(Exercise brief) Your reply should be made up of every line in the records below that holds the string "green".

(Entries shown)
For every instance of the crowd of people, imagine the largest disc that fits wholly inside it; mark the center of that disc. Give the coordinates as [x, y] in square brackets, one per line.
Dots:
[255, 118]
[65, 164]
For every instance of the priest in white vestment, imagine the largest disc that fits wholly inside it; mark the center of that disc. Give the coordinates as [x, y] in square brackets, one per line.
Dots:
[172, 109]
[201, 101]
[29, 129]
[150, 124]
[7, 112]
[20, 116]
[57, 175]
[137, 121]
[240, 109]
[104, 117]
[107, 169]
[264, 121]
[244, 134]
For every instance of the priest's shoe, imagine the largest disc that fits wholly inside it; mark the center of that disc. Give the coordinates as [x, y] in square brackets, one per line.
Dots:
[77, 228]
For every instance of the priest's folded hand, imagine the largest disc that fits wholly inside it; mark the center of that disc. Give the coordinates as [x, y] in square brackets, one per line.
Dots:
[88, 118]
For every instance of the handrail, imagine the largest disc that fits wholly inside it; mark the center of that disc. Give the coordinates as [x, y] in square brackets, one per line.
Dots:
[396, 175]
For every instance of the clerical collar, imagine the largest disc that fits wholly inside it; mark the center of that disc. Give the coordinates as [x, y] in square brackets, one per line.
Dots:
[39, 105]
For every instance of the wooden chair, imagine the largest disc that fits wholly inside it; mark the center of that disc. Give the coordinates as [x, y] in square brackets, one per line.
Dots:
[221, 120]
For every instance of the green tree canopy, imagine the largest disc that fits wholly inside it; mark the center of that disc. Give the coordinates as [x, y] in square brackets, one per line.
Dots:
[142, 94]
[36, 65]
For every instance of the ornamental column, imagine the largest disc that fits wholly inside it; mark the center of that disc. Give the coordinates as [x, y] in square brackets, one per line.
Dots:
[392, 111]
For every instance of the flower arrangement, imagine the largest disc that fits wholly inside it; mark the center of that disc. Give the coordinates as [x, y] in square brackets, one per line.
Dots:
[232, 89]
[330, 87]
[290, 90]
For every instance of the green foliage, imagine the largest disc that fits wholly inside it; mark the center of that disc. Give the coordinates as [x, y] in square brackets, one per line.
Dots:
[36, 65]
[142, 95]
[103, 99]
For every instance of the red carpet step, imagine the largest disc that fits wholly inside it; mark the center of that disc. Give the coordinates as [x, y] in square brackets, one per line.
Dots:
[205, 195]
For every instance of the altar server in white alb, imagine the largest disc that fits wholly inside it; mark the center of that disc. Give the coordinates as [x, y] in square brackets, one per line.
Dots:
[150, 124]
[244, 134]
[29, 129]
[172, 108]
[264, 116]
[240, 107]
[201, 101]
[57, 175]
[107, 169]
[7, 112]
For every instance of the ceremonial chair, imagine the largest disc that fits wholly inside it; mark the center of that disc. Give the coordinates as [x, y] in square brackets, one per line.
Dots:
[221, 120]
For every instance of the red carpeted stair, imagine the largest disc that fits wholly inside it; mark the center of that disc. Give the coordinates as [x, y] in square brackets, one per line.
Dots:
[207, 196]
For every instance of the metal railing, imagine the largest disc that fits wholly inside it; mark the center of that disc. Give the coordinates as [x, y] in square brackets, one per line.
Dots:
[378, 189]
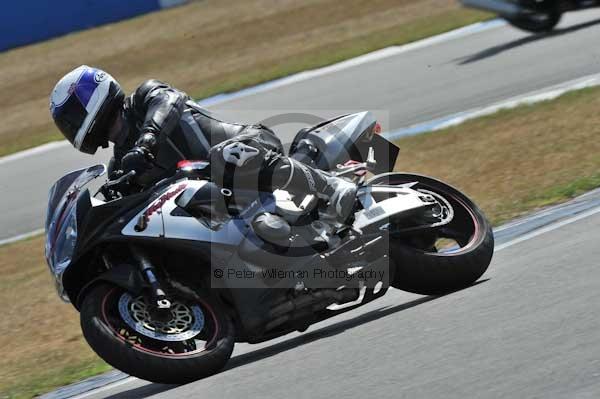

(Response)
For every instance of the green tree canopy, imagine the largest disc that fits wholly inside it; mark the center of that disc. Give the coordinates as [x, y] in square brackets, one per line.
For every instance of the green foliage, imagine the largest disc that fits wholly inside it; mark the center of that disc. Give the coordinates as [x, y] in square brackets, one per line.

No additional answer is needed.